*Text provided*

○ ○ ○ ○ ○

Last week I had learned that California was banning several books from its school curriculum, including “The Adventures of Huckleberry Finn.” I guess it’s a book that some folks think will do our youngsters more harm than good.
I’ve read this book many times, mostly as a teenager. It’s been decades since the last time. For old time’s sake, I pulled a copy from the bookcase and started reading.
For me, this book was my first experience in understanding slavery outside of school history books. My father was extremely racist and raised his son to be like him, so I was surprised to learn about the relationship between Huckleberry Finn and a runaway slaved named Big Jim. My father’s hatred for black people wasn’t justified.
What wasn’t my first experience in reading this book was Huck’s alcoholic father. I grew up in a home with a father who was much like his. Drunken, violent behavior was the norm. Once a proud man who worked for a living, he found himself being destroyed by his addiction. Like Huck’s father, Pap, he blamed everything and everyone for his circumstances and was unafraid to take his anger out on anyone who crossed his path.
The story of Huck Finn is about him escaping from his father and meeting Big Jim who was escaping from slavery. They developed a unique relationship and had many grand adventures as they rode a raft down the Mississippi. It was about freedom.
“…away we went, a sliding down the river, and it did seem so good to be free again and all by ourselves on the big river and nobody to bother us.”
This was a story I could relate to! Like Huck, I grew up on a river and longed to see where it came from and where it was going. But mostly, I wanted to be free from my father’s drunken violence.
Huck learned that his father had actually died, so he was free. In a sense, mine did, too, although I simply left and never returned. Yet, Huck was, like me, troubled by the memories. Reading this book brought these up.
I suppose I used to read it years ago as a sort of therapy as I tried to make sense out of someone else’s sin. In a sense, it worked; but I realize now after picking it up again that it really didn’t. You see, it brought back memories that really don’t need to be revisited.
What I longed for was freedom, but it wasn’t Huck Finn that set me free. It wasn’t a river. It wasn’t in chasing all the things in life that I thought would bring me freedom. No, those things only kept me in chains. There is only one solution to slavery for all of mankind: Jesus.
John 8:36 36 So if the Son sets you free, you will be free indeed.

○ ○ ○ ○ ○

*Available data*
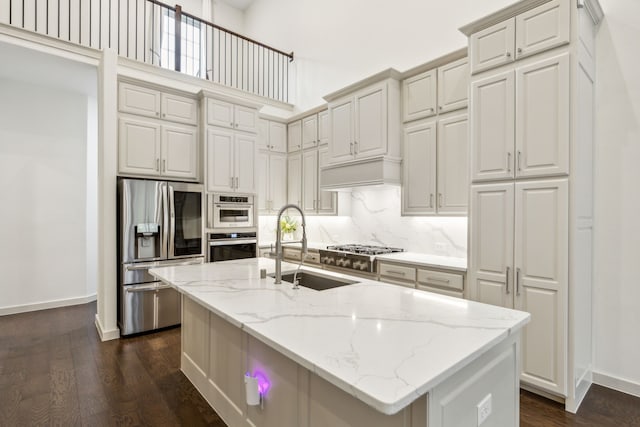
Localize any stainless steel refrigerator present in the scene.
[118,178,205,335]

○ ○ ○ ○ ○

*Problems and tasks*
1 - In the essay on Huckleberry Finn, rewrite the passage from "This was a story" to "father’s drunken violence." with "river" changed to "stream".
2 - In the essay on Huckleberry Finn, what name does Huck's father go by?
3 - Continue the essay on Huckleberry Finn from where it stops.

*Answers to the tasks*
1 -
This was a story I could relate to! Like Huck, I grew up on a stream and longed to see where it came from and where it was going. But mostly, I wanted to be free from my father’s drunken violence.

2 - Pap

3 -
We don’t know what happened to Huck Finn as he grew into manhood. In the book, he didn’t drink whiskey like his father. Regrettably, I did. Thankfully, I wasn’t the violent man like my father, but booze eventually almost took my life. By God’s grace, he had mercy on me and forgave my sin. Jesus paid that price and set me free.
Like Huck, I wrote off “religion.” But, behind all the twisted, perversion of the Catholic faith that I grew up in, it couldn’t completely hide the truth of the gospel. Catholicism isn’t truth. However, like Catholics, I worshiped a god of my own design. All that changed when Jesus touched me.
Folks, I am here to attest that there is no river that will set you free. There are no friends to run away with that will help find freedom. Money, power, fame won’t get it. Neither will isolation. Nor will religion. Freedom is in the Son.
For my sins, I find freedom:
Isaiah 55:6-7 6 “Seek the Lord while he may be found;
call upon him while he is near;
7 let the wicked forsake his way,
and the unrighteous man his thoughts;
let him return to the Lord, that he may have compassion on him,
and to our God, for he will abundantly pardon.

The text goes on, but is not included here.